> Task brief: Report every line of the material that contains the word "black", copying each such line in full. Case counts.
══ Material provided
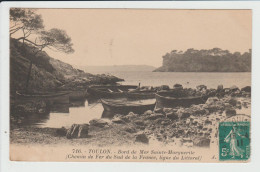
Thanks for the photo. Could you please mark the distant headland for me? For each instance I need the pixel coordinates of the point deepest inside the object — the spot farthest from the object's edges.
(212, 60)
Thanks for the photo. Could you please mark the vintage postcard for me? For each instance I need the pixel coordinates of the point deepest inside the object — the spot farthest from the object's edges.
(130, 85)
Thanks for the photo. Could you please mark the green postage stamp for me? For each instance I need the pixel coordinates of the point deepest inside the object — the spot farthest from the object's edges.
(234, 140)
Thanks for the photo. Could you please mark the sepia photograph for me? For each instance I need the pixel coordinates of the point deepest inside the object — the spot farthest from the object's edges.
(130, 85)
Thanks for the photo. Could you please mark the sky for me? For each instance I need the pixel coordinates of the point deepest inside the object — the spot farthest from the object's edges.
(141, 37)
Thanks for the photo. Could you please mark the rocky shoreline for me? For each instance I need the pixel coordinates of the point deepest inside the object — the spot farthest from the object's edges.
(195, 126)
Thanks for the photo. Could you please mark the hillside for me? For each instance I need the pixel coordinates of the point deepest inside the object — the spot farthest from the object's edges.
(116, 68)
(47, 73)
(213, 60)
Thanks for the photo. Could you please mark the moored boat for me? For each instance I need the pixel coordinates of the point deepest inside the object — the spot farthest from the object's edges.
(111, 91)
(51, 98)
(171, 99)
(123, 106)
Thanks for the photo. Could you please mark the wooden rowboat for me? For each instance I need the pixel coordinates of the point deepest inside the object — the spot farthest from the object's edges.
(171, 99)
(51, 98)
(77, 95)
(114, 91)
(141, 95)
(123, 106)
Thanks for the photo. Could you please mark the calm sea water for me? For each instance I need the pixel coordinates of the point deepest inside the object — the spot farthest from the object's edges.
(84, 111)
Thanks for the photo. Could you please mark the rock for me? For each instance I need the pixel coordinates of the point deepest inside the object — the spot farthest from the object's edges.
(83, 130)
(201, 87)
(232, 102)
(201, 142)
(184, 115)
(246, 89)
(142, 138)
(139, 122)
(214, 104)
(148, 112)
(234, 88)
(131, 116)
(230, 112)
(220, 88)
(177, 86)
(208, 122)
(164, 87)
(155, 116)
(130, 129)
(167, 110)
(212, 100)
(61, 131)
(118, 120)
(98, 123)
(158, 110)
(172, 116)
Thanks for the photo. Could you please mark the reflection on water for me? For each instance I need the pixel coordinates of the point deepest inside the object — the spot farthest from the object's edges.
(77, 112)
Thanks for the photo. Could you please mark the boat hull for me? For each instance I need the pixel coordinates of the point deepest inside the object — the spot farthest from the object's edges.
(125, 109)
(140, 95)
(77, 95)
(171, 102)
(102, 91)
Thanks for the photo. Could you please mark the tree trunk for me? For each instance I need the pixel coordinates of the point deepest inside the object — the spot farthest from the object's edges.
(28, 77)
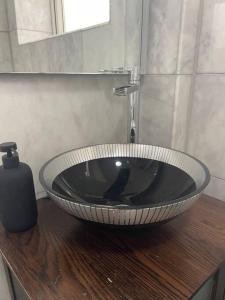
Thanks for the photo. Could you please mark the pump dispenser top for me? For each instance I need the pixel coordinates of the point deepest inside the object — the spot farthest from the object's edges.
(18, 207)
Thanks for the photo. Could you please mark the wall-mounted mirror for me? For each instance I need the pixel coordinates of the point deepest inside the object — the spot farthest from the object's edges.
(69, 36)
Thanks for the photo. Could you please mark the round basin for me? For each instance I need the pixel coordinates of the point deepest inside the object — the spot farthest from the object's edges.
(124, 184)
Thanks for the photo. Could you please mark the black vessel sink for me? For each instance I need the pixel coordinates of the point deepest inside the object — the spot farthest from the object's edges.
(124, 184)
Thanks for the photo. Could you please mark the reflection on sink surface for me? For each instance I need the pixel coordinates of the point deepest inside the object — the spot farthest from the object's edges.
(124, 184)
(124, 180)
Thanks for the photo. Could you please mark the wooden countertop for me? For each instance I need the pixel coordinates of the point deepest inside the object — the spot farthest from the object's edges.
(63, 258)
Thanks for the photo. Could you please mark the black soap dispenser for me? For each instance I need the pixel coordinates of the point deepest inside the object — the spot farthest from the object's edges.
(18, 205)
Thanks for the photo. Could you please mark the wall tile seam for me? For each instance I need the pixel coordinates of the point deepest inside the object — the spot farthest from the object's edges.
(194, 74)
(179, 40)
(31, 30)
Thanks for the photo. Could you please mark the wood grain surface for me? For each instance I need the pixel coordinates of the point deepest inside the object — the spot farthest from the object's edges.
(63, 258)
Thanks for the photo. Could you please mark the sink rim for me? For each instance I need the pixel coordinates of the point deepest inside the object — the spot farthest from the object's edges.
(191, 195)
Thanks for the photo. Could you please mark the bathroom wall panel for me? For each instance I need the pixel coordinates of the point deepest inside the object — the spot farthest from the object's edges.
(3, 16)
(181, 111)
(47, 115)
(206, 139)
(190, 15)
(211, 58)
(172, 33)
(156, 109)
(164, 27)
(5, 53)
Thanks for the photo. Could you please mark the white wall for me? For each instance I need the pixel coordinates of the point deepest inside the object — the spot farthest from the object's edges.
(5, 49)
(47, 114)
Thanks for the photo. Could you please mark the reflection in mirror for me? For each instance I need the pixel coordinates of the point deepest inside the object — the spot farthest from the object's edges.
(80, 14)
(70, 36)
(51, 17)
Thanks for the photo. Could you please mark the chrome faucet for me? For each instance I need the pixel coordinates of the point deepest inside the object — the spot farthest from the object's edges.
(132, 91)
════
══ Material provided
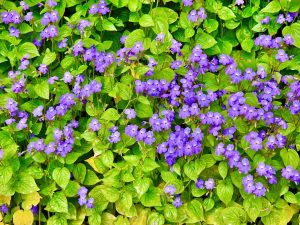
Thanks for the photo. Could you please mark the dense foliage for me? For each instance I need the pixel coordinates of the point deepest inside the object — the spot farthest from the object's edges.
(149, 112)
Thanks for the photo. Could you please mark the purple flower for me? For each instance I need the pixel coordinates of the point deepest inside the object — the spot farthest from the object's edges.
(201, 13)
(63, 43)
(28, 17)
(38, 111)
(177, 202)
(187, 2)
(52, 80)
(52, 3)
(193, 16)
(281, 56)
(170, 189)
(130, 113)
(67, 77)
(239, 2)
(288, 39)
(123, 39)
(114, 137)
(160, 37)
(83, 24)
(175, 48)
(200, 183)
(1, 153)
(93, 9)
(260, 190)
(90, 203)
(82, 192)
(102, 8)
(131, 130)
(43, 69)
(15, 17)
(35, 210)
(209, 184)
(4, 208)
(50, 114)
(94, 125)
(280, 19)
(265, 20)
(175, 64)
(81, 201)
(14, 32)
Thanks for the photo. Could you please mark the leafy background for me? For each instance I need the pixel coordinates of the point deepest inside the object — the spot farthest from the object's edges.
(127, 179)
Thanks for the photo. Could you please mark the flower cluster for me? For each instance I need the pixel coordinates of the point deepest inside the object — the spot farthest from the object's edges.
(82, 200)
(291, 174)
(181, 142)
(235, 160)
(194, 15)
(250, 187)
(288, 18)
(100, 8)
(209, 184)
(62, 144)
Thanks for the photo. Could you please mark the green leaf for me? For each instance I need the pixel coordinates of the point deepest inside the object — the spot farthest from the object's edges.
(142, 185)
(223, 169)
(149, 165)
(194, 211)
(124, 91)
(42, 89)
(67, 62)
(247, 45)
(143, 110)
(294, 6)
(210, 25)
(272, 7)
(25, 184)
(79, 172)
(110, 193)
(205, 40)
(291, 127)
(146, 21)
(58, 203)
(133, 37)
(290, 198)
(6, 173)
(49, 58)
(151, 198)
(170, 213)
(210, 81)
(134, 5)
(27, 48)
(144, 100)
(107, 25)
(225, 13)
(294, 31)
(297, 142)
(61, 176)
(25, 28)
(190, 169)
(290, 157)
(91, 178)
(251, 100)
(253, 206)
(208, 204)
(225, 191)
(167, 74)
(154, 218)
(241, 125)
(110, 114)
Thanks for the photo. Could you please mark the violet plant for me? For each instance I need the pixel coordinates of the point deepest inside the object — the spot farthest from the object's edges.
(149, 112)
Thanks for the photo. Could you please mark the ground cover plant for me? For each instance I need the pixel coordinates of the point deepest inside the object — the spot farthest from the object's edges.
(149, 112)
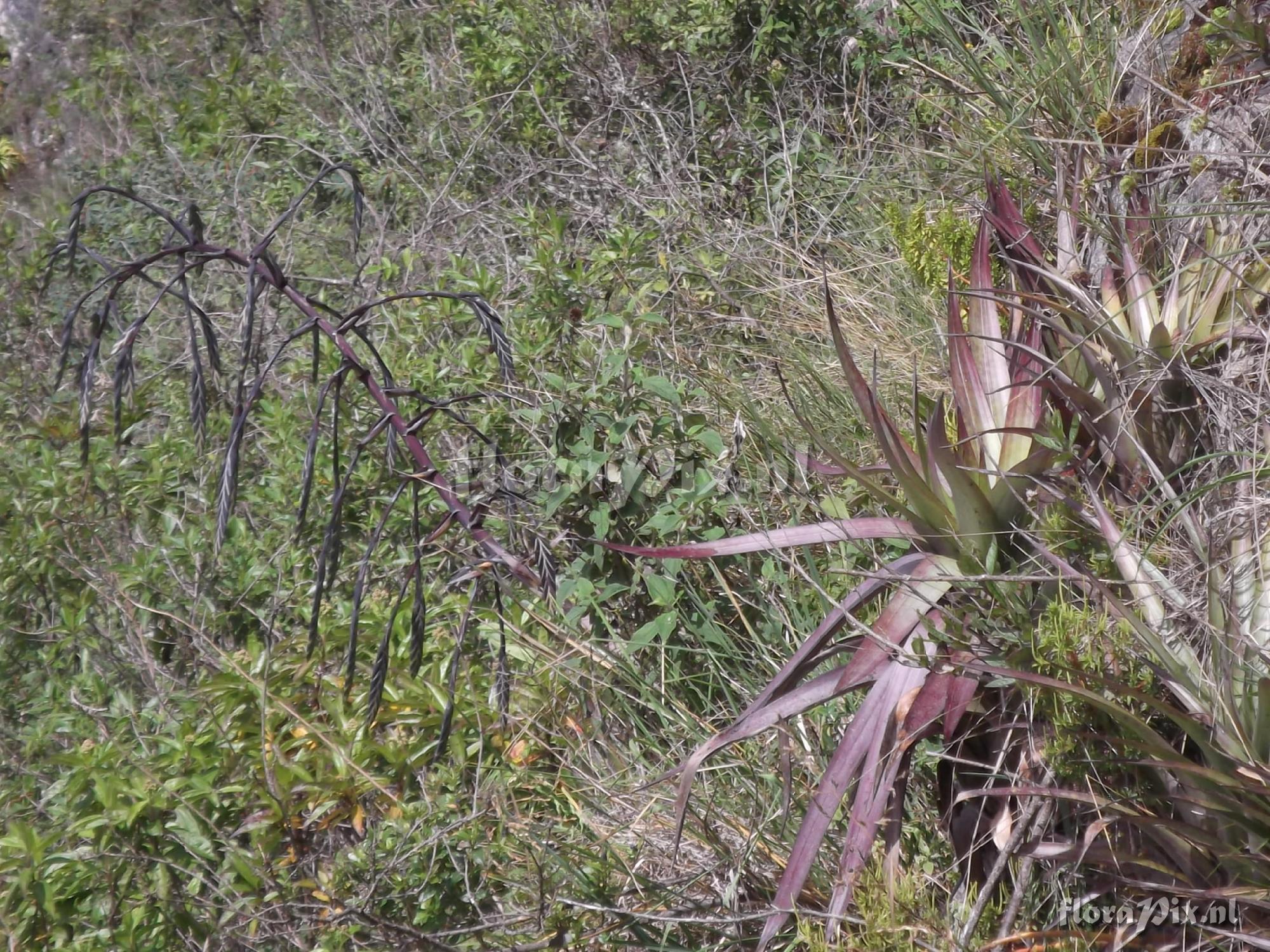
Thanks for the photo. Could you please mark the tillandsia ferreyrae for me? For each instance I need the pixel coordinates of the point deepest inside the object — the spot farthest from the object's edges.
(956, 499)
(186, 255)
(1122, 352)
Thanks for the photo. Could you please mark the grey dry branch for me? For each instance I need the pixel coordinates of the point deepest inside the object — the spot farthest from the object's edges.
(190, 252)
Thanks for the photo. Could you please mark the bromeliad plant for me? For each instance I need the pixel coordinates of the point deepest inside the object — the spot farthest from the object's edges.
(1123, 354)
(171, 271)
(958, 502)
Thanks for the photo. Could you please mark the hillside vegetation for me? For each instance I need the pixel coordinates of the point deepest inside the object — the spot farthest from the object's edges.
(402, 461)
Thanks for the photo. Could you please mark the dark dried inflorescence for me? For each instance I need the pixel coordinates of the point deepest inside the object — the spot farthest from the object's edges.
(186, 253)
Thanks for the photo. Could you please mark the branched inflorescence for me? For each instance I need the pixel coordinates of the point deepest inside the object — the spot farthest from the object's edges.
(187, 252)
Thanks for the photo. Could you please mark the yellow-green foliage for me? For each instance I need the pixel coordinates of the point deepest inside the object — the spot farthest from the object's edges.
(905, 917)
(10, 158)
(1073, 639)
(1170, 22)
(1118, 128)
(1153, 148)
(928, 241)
════
══ Material provided
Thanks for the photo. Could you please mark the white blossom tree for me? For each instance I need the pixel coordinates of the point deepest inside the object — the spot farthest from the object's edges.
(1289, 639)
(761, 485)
════
> Written solution:
Thanks for the photo. Could you please mark the black vessel sink for me? For each instance I need the pixel coordinates of the point deepest inside the object — the spot farthest from the object's edges.
Thanks for the photo. Could you please mark the black soap dispenser for me? For each instance I need the pixel coordinates of the point deepest inside the object — the spot farthest from the object's edges.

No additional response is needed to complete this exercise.